- Problem 1:
List the things the post about mismatched book covers says buying books in real life would require.
- Problem 2:
Return the part of the post about mismatched book covers from "Perhaps this is" up to and including "the five-hour flight.", word for word.

- Document passage:

◆ ◆ ◆

I hate this with a thousand suns. You go on amazon or any other book selling venue thinking you’re buying one book, but then they send you another book.


Oh, it’s the same book alright, but this is not what you expected. I wanted to buy the book on the left because of its gorgeous cover and I heard it was freaking amazing, but what I got was the book on the right. WTF!?

Perhaps this is a symptom of online shopping and how you should always buy books in real life, but that means I have to get in my car and drive to the store and put on pants. Why do I have to do that when I can get them online?

As you can see I already went out and bought the new cover, but come on!

When the book publisher decides to make a book in the trilogy not match the other books

Yup, this is another big pet peeve of mine and it happens a lot. A LOT. The first time, I let it slide because I was buying Twilight novels in Paris so that I can read it on the plane ride home. Those novels don’t match, but that’s okay with me. I decided to make that decision and I was desperate to read something on the five-hour flight.

◆ ◆ ◆

- Entries shown:
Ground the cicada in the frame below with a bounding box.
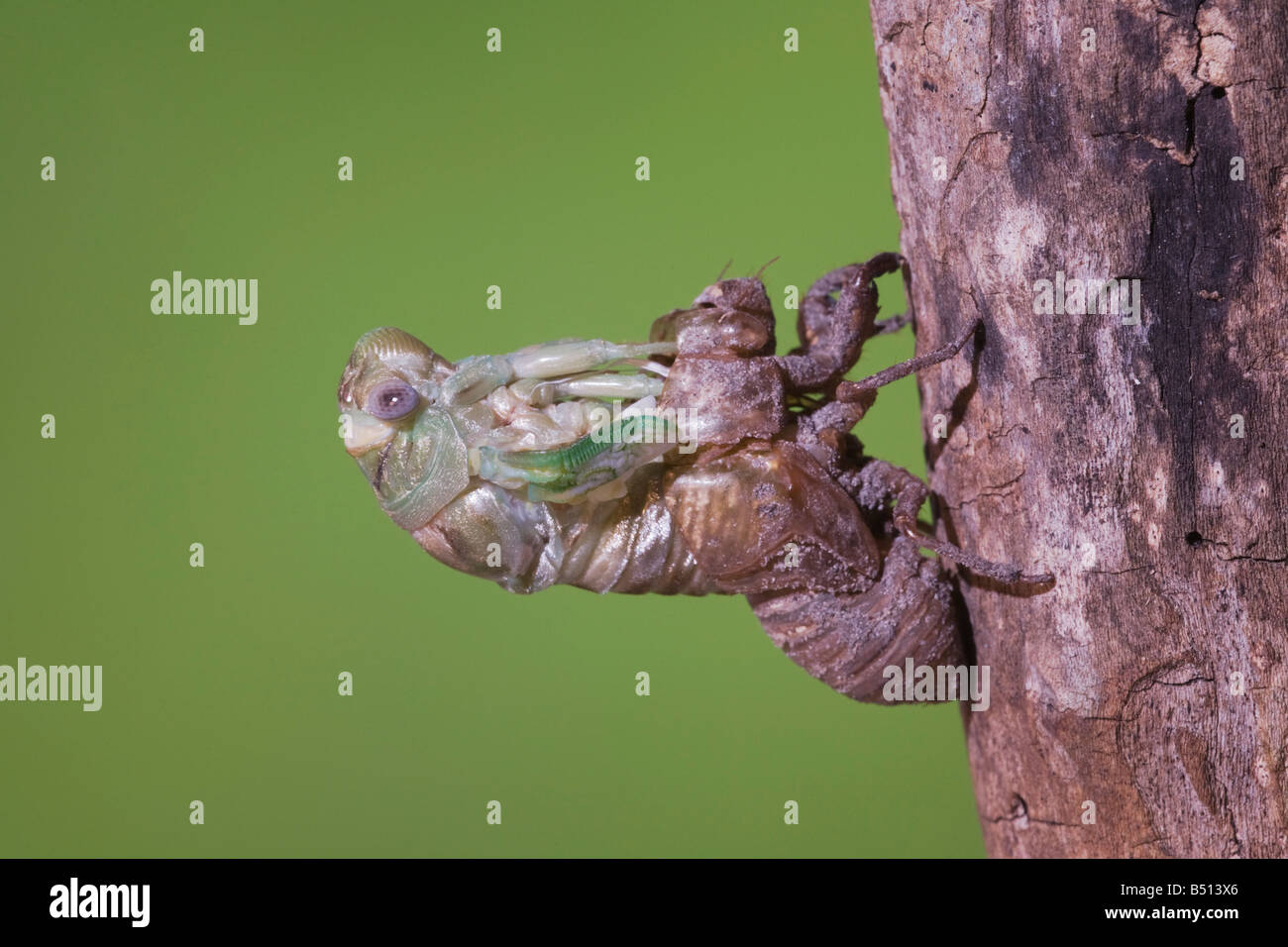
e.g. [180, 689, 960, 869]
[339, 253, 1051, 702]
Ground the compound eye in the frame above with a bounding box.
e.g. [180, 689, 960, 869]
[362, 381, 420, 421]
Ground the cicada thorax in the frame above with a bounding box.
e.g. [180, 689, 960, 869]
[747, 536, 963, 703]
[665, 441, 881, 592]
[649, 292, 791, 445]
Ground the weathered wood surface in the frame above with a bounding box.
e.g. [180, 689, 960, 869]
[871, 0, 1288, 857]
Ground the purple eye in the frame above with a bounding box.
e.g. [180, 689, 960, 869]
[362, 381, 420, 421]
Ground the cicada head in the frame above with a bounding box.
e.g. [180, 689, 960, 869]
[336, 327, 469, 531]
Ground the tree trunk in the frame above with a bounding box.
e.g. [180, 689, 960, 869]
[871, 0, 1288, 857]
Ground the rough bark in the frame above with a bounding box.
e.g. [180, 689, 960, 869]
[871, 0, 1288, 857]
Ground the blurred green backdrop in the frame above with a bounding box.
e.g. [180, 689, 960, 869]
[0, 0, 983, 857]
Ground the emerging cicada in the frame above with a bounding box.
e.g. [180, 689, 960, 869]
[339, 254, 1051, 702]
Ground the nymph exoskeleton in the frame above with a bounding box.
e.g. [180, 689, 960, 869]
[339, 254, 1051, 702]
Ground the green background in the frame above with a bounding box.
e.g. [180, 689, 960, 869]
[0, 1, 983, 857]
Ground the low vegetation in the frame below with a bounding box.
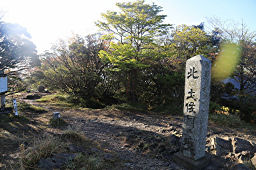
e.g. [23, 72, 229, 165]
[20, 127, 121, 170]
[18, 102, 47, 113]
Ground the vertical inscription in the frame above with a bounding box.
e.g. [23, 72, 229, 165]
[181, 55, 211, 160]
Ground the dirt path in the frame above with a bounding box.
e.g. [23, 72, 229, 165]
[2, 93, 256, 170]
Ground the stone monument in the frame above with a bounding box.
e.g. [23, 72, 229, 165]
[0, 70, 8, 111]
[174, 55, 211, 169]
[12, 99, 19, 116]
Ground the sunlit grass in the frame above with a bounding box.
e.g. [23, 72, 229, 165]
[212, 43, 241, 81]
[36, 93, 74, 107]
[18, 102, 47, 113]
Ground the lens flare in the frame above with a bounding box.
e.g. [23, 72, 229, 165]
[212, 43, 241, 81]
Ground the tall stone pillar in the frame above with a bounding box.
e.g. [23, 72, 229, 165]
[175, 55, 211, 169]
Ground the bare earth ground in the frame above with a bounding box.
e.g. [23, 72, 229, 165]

◆ ◆ ◆

- Answer space 1:
- Getting in the car
- Driving to the store
- Putting on pants

- Answer space 2:
Perhaps this is a symptom of online shopping and how you should always buy books in real life, but that means I have to get in my car and drive to the store and put on pants. Why do I have to do that when I can get them online?

As you can see I already went out and bought the new cover, but come on!

When the book publisher decides to make a book in the trilogy not match the other books

Yup, this is another big pet peeve of mine and it happens a lot. A LOT. The first time, I let it slide because I was buying Twilight novels in Paris so that I can read it on the plane ride home. Those novels don’t match, but that’s okay with me. I decided to make that decision and I was desperate to read something on the five-hour flight.